• What the task requires
Check each line below for the word "trim", then please report how many lines have it and nothing more.

• Records to use
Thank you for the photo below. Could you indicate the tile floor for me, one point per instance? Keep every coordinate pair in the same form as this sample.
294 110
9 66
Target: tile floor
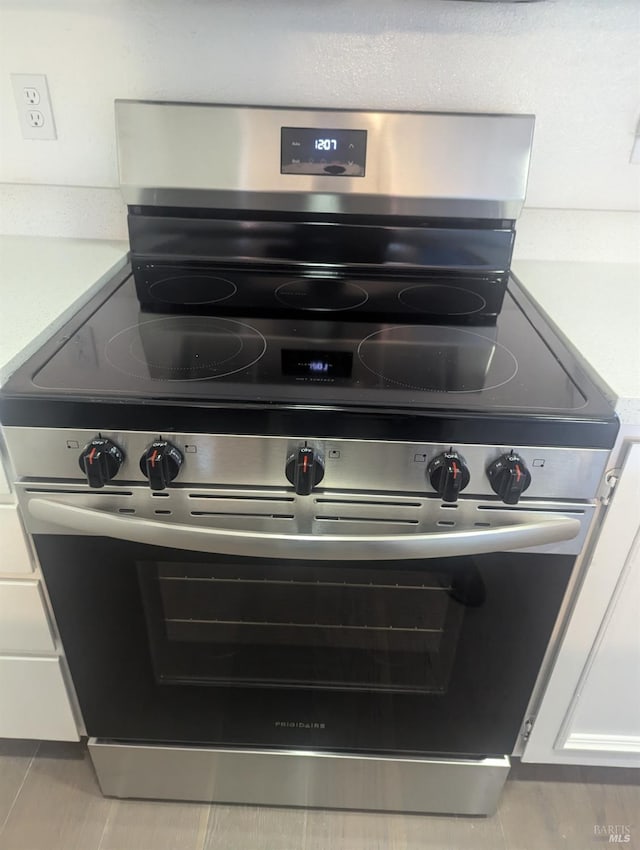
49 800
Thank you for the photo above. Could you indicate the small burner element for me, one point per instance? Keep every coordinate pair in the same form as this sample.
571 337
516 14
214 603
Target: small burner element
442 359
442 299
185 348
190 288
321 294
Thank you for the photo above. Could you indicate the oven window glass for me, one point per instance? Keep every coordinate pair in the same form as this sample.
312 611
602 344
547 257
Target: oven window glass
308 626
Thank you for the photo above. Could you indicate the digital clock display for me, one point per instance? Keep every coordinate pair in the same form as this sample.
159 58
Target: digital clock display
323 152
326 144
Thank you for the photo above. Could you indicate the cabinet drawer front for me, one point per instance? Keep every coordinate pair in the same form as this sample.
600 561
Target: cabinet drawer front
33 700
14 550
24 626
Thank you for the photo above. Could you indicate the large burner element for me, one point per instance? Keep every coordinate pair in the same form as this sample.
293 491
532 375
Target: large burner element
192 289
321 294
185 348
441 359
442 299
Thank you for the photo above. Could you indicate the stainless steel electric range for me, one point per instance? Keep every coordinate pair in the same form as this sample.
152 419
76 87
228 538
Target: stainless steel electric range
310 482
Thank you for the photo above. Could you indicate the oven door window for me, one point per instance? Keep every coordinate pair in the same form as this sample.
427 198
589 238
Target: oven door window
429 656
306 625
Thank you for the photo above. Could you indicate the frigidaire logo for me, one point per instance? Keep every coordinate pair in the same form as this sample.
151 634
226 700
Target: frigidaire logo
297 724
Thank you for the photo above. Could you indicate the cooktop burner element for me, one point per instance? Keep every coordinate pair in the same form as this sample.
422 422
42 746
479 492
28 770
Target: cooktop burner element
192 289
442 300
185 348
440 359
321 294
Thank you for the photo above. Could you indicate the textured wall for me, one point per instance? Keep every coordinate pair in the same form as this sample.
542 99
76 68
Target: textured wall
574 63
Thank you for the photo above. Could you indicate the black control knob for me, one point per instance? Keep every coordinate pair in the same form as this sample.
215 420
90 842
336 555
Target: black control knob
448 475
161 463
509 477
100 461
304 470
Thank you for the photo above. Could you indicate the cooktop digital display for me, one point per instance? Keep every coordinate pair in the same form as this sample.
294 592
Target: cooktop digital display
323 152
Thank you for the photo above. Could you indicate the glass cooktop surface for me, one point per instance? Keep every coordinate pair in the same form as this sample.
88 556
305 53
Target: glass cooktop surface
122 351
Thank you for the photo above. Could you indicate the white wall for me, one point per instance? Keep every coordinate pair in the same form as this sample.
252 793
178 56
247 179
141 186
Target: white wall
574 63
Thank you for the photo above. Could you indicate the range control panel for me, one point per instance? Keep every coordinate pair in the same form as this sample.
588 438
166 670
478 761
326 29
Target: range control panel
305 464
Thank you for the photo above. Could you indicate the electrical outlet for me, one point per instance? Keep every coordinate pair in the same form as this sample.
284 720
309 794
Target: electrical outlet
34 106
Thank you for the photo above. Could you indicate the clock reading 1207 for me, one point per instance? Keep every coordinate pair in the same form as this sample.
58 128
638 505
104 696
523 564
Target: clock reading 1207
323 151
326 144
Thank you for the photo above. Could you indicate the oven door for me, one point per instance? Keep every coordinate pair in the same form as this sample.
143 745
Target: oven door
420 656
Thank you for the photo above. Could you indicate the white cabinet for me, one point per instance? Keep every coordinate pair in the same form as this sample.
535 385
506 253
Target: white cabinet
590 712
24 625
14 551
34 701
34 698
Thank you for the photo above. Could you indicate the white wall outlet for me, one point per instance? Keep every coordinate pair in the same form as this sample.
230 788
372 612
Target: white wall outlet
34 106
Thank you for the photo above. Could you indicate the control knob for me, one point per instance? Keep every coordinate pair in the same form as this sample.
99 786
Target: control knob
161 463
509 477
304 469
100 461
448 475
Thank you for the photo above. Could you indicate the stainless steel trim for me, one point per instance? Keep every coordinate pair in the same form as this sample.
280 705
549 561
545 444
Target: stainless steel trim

• Response area
2